### PAGE
##############################

Re: robots.txt extensions

Martijn Koster (m.koster@webcrawler.com)
Wed, 10 Jan 1996 14:05:30 -0700


At 10:35 AM 1/10/96, Adam Jack wrote:
>Hello,
>
>Since this list started I've only ever seen one suggestion
>for an extension to robots.txt.

A extension discussion document sounds like an ideal, though belated,
New Years resolution :-)

>to add expiry information for the
>robots.txt file itself. No response appears to have been given
>-- did people not think it worth while? Did people think the
>HTTP response field, Expires, should be used for that?

Yes, and I also don't think its something widely wanted, and
that is will be confusing to people (who don't understand
all the ins and outs anyway (How about a separate 'funny messages
in /robots.txt thread? :-).

The thing about expires is that it is a prediction, and people are
not good at making predictions; they want a "I changed it, now
update all your robots out there" push scheme.

Does submitting a '/robots.txt' manually to robots bump it up in
the queue (does in WebCrawler)? Then you could use submit-it to
do the push :-)

>I don't know if this was discussed to death somewhere -- but
>are people still considering extensions to robots.txt? I'd be
>interested in any pointers to an archive of such a discussion.

My thoughts never made it to the list :-)

>If there is point in discussion additions pls read on --
>otherwise bin this mail.

No, by all means. But most of all I want to keep things simple.

>MinRequestInterval: X
>
> Minimum request interval in seconds, (0=no minimum),
> with a default, if missing, of 60.
>
> This is for those of us lowely enough not to have huge
> gathering tasks and the luxury ;-) of a backlog of URLs
> over distributed sites. (I.e. Those of us doing a
> sequential search exhausting our interest in a site in
> one slurp.) Additionally local admins would have more
> control over wanderers that visted.

Interesting, I didn't think people still did that :-)
I think 60 is a sensible default, so lets think about why you would
change it from that. There seems little point in setting it much higher,
because even on the worst platform one requets per minute is no problem
(unless previous connections are still open). But who would set it
much lower? Only someone who wants to run a robot to their own site,
in which case they can control the speed themselves...

So is it worth doing it at all?

>DefaultIndex: index.html
>
> Stating that XXXX/ and XXXX/index.html are identicle.
>
> You can argue that this is lamely inadequate - or that it
> makes a saving. I know the bigger issue is recusion. Here
> I am merely hoping to save those single page recusions.

Yes, I do argue that this is lamely inadequate; I too think checksums
are the way for this, even if it is post-retrieval; pre-retrieval is
always a guess (even if we could have an If-not-md5 HTTP header)

##############################

### DATASET ENTRIES
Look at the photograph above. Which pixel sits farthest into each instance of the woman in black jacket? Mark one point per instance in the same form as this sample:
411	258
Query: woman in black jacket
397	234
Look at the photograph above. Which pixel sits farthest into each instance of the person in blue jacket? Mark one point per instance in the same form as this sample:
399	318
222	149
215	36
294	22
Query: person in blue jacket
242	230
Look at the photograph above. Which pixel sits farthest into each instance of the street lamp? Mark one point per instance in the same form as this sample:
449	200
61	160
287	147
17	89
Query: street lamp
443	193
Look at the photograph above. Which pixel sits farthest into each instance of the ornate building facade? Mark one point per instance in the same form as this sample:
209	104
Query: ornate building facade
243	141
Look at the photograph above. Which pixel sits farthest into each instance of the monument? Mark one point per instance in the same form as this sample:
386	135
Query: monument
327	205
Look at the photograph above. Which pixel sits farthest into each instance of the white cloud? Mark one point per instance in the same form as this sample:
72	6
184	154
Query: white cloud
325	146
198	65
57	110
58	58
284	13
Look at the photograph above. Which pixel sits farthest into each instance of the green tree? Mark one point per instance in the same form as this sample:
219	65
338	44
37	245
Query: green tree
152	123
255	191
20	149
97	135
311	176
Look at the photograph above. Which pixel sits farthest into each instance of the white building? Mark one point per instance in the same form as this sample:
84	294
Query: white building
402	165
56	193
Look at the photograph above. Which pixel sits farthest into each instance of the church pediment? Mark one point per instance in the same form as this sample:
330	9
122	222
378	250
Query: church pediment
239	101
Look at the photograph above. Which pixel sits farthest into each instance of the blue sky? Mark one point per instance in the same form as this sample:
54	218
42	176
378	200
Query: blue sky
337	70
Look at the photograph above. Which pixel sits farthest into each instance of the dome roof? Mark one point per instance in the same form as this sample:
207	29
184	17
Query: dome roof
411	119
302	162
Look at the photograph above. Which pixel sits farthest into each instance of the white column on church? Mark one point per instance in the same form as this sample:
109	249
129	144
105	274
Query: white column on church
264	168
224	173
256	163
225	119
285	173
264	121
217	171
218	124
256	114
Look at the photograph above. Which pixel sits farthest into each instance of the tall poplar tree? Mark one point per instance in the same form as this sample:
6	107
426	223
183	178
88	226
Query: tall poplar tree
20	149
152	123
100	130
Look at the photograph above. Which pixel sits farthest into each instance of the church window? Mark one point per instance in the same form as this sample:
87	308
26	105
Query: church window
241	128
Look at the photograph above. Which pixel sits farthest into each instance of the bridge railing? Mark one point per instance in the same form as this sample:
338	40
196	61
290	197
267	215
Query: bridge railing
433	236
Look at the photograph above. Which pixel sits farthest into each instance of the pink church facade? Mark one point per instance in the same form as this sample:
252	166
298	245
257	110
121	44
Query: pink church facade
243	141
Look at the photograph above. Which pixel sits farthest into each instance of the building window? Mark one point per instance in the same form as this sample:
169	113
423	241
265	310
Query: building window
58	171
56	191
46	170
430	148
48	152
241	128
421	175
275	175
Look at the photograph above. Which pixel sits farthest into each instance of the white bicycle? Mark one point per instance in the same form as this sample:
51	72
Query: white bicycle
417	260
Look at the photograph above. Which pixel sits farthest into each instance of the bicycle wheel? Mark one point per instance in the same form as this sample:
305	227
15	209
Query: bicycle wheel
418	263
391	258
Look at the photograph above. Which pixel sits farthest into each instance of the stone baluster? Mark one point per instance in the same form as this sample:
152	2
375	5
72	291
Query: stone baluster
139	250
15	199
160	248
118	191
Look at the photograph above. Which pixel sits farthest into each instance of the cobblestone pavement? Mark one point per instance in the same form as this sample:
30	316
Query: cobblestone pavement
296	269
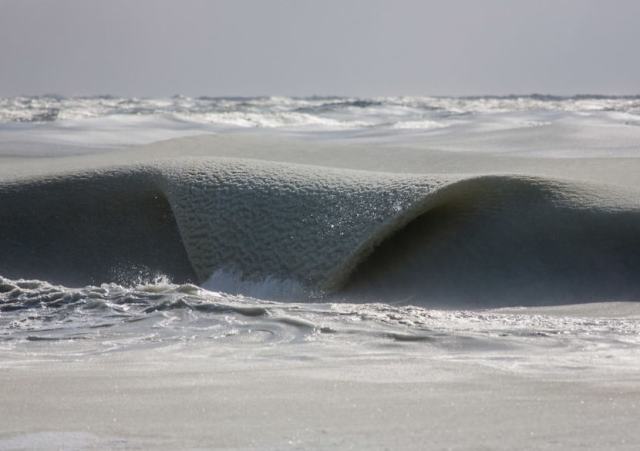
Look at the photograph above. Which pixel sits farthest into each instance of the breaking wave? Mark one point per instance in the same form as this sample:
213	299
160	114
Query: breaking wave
294	232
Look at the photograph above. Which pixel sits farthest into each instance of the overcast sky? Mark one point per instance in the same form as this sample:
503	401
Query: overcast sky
306	47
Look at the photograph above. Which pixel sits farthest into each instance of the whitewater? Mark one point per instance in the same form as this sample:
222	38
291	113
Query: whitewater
407	272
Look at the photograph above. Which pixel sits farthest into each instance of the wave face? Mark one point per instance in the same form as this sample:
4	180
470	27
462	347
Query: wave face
431	240
536	124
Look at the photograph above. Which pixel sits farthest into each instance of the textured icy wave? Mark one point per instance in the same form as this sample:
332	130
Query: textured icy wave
420	239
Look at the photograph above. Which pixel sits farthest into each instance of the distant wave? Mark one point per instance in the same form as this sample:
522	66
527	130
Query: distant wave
419	239
342	110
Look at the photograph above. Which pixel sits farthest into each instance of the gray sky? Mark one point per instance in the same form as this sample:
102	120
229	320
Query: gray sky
305	47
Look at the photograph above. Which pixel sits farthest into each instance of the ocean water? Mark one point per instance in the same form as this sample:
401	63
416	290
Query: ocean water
487	229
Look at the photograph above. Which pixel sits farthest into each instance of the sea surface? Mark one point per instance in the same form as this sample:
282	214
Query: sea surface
499	230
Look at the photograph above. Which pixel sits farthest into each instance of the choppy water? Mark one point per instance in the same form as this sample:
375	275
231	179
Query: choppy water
107	121
304	255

##############################

### EXERCISE TASK
Pick up the robots.txt thread after its last line and keep writing. The data comes from a separate source and is not part of the robots.txt thread.

### OUTPUT FOR THIS EXERCISE
>CGIMask: *.cgi
>
> Rather than guessing at CGI urls -- why not get the local
> admin to answer it? I know that the WN server uses a file
> extension to indicate a CGI script -- not /cgi-bin/.
>
> Q: Are CGI scripts universally avoided in advance -- or do
> robots look at the HTTP flags of results to try to work
> out wether some content is dynamically generated?

I always think you shouldn't make a distinction between dynamically
generated output and static output. What you should pay attention to
is things like Expires, form and queries, and outrageous recursion...

>Finally -- I never understood why robots.txt was exclusion only.
>Why does it not have some of positive hints added? I.e. you are
>allowed & welcome to browse XXXX/fred.html. Was this a choice
>built upon pragmatism -- thinking that this would open a can of
>worms?

Ha, finally someone who understands me! :-))

Yes, the can is really opened up when you start allowing keywords and
stuff.

I did think maybe one or both of a 'Visit' and a 'Meta' header would
be a reseonable idea:

'Visit' would allow URLs to be listed for retrieval, and nothing more.
So you could do:

| Disallow: /
| Visit: /welcome.html
| Visit: /products.html
| Visit: /keywords-and-overview-for-robots.html

Which would be kinda cool and simple, but doesn't scale well to many
URL's, or to more meta data.

'Meta' would specify a link to a seperate document, using some TBD
format (or formats, using content negotiation to pick text/url-list,
text/aliweb, urc/foo or whatever) which further guides content
selection and meta data for a site.

Other requests I've had are regular expression support (e.g. for
Disallow: *.html3), and allowing multiple paths per disallow line.

What do people think of the above? Any others?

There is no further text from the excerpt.